§ **Supplied material**
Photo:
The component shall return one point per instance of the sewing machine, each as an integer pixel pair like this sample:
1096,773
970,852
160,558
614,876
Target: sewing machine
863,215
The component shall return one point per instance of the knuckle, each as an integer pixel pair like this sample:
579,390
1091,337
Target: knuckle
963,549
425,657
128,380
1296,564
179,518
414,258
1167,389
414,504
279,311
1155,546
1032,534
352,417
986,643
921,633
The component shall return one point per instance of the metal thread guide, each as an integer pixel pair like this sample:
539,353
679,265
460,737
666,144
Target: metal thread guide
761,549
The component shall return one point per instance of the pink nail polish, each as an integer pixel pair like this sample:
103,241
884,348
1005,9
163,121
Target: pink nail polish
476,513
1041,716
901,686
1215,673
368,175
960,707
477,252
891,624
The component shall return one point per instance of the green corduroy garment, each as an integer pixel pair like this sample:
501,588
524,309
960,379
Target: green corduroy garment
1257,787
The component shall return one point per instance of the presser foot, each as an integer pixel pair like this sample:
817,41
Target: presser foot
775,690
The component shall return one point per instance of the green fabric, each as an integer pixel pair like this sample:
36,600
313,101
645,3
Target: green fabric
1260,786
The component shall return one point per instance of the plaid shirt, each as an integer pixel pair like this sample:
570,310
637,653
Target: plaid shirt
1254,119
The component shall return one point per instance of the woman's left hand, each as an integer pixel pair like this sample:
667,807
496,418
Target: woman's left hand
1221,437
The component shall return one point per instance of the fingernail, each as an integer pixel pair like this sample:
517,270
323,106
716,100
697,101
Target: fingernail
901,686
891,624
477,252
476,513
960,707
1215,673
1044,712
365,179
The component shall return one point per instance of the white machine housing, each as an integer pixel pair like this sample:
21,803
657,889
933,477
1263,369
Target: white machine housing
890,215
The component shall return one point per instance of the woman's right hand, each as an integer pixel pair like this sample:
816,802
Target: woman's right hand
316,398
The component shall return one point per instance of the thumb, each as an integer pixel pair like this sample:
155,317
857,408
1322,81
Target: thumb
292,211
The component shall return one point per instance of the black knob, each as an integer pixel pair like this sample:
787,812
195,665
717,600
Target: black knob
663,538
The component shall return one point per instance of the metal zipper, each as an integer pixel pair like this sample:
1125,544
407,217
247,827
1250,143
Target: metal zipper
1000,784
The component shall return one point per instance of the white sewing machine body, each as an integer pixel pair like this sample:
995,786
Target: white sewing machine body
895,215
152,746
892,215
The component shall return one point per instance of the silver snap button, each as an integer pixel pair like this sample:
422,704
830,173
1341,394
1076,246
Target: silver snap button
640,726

§ **Written problem**
Rewrite the lines from the one containing "the white sewing" through the end of the records, both included, as a JSON list of strings with one string per line and no blank lines.

§ **Exercise output**
[
  "The component shall return one point per instance of the white sewing machine body, each as an integer pixel pair like this sample:",
  "995,786",
  "Target: white sewing machine body",
  "895,215",
  "152,746",
  "892,215",
  "The component shall return one point per instance of the silver snap button, each as an integer pixel pair like this sample:",
  "422,704",
  "830,173",
  "1341,394",
  "1076,246",
  "Target: silver snap button",
  "640,726"
]